Cluster Rybka

bob · Post by **bob** » Mon Nov 10, 2008 9:15 pm

jarkkop wrote:Hi

Is the ACCA version of Crafty soon in our disposal?

Yes. I have one more thing I'd like to tune, dealing with passed pawns. I had it scheduled for last week before the ACCA, but our cluster keeps having IBRIX filesystem inconsistencies. IBRIX has been removed and we are going to straight NFS to get the reliability back. Cluster should be back up tonight, version 22.2 will be released later this week. This version we _know_ is significantly better than all previous versions, with no room for error except what is introduced in an opening book...

M ANSARI · Post by **M ANSARI** » Mon Nov 10, 2008 11:03 pm

I don't think you can make a judgement regarding the cluster by simply presuming that it is using a certain algo. The classic way of thinking how a cluster works ... by sharing memory and acting as one large parallel unit might not be the most practical or best option using PC's. Personally I think there are better ways of using multiple cores in a cluster. It is a well known fact that while you can add some knowledge that works great in certain positions in an engine, many times that knowledge is not added because it reduces the overall strength of the engine. So instead of using an active cluster as you envision, maybe using a passive cluster is more useful and easier to implement. I am not sure Vas is using a passive cluster but I wouldn't be surprised.

> DATA SHOWN
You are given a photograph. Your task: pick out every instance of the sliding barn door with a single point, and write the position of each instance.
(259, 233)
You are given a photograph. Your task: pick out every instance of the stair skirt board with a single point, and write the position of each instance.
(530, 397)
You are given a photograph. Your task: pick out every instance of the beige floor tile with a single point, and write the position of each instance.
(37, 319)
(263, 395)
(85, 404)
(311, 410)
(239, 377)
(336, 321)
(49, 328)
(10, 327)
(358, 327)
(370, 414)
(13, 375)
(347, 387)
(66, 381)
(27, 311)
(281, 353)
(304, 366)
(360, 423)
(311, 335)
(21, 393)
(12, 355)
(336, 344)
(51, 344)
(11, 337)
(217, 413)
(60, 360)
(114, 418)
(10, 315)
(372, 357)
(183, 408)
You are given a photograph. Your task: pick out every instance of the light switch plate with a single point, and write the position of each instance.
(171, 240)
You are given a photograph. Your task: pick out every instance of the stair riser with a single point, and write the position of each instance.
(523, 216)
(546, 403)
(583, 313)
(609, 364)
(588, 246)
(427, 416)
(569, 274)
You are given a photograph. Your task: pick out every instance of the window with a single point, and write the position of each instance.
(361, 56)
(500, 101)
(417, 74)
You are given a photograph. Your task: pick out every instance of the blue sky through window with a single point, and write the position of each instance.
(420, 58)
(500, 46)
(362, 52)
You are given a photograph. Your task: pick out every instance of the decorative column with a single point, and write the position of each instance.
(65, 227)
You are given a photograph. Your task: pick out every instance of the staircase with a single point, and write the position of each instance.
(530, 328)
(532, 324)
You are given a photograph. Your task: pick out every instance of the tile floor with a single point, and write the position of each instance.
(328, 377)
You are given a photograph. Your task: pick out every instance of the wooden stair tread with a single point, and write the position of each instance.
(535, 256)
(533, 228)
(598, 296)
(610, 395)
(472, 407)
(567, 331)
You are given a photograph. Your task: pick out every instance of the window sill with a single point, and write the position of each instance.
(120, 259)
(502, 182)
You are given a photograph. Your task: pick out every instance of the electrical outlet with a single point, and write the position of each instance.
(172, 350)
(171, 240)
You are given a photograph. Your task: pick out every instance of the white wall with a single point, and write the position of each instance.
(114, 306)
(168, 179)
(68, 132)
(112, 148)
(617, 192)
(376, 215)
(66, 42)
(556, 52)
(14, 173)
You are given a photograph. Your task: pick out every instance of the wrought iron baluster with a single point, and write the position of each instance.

> WRITTEN INSTRUCTION 1
Can you collect every line of the listing that contains the string "floor"? Treat uppercase and lowercase as different.
> WRITTEN INSTRUCTION 2
What would come next in the forum thread about chess engines on clusters? Continue it from after its final post.

> ANSWER 1
You are given a photograph. Your task: pick out every instance of the beige floor tile with a single point, and write the position of each instance.
You are given a photograph. Your task: pick out every instance of the tile floor with a single point, and write the position of each instance.

> ANSWER 2
In the case of a passive cluster you cannot really make it play weaker than its core Master machine unless you are an idiot. You can setup the different other engines to be experts in special fields and only get activated if and only if a certain pre-determined change of evaluation trigger is reached. I can think of a scenario where such an option would immediately add a few ELO points to a master engine if you use the Master without EGTB's and have the EGTB's handled with an independent slave computer. Not having to search EGTB's alone would make the master computer stronger ... and ofcourse it will still have the safety net of being able to solve any resulting 6 piece EGTB by the slave. So an active cluster sharing memory does not necessarily have to be the only way to use additional cores, passive might be the way to go forward.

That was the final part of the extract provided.